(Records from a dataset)
• • • • •

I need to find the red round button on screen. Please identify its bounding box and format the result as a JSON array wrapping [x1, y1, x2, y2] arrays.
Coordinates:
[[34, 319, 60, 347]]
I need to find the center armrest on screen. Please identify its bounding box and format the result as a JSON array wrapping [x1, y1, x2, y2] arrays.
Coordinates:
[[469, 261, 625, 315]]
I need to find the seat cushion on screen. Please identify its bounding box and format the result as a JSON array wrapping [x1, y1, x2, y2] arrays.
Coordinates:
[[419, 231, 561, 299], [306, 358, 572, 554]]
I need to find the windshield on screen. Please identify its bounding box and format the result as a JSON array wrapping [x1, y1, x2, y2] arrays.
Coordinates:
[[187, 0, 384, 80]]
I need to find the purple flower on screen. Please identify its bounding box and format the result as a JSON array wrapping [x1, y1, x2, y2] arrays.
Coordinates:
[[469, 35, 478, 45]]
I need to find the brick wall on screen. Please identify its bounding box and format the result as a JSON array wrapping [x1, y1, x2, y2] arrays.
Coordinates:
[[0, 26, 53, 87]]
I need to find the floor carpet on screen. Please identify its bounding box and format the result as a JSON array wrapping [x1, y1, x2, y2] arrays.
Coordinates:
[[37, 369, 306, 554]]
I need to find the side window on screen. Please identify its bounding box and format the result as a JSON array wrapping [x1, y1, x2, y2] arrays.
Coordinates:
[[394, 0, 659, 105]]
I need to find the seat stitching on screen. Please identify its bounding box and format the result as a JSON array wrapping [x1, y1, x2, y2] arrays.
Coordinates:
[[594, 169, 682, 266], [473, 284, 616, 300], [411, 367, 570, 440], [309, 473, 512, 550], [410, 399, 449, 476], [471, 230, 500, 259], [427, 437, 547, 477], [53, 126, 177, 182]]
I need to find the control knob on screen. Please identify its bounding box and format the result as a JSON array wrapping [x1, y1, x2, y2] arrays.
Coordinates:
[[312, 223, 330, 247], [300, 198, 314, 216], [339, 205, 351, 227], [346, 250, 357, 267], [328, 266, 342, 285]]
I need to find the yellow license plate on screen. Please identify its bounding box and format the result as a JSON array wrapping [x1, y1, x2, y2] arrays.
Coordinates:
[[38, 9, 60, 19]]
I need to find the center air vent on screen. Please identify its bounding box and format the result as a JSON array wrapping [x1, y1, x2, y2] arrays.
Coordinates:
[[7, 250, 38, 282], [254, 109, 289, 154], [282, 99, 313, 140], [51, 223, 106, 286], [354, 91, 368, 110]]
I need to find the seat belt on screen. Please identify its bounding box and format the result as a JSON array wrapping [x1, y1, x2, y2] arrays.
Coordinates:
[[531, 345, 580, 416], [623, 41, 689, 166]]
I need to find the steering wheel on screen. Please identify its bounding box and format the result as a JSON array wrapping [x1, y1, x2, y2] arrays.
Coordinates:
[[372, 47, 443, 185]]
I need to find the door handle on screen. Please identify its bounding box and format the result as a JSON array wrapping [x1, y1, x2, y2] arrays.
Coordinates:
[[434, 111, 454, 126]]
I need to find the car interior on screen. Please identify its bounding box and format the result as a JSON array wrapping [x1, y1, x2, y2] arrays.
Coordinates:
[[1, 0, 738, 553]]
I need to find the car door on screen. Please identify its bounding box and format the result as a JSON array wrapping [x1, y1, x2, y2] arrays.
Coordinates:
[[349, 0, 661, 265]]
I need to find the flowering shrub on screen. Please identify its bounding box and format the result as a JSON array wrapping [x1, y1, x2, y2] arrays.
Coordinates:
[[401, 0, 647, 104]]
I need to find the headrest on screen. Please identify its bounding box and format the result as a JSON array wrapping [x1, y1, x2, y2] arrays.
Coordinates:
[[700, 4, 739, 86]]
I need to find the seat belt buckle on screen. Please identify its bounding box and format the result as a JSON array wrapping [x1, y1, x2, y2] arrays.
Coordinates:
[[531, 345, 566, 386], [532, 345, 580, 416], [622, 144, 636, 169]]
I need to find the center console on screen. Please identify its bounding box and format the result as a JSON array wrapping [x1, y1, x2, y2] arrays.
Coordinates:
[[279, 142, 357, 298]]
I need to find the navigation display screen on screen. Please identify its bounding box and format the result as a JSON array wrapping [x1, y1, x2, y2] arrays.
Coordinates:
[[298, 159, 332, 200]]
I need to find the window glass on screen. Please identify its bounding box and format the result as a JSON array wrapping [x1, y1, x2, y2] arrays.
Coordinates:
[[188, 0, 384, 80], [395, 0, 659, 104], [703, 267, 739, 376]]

• • • • •

### BRIEF
One line above contains "I need to find the navigation". Output that line and each one after it, word for word, and nothing else.

### REPLY
I need to find the navigation display screen on screen. Please identify its bounding box and format the result as a JSON array wrapping [x1, y1, x2, y2] arrays.
Coordinates:
[[298, 159, 332, 200]]
I need to find the window glass on screen. Please identify its bounding box and format the result as a JSON array wrapping [x1, y1, x2, y2] arrays.
Coordinates:
[[188, 0, 384, 80], [395, 0, 659, 104], [703, 267, 739, 376]]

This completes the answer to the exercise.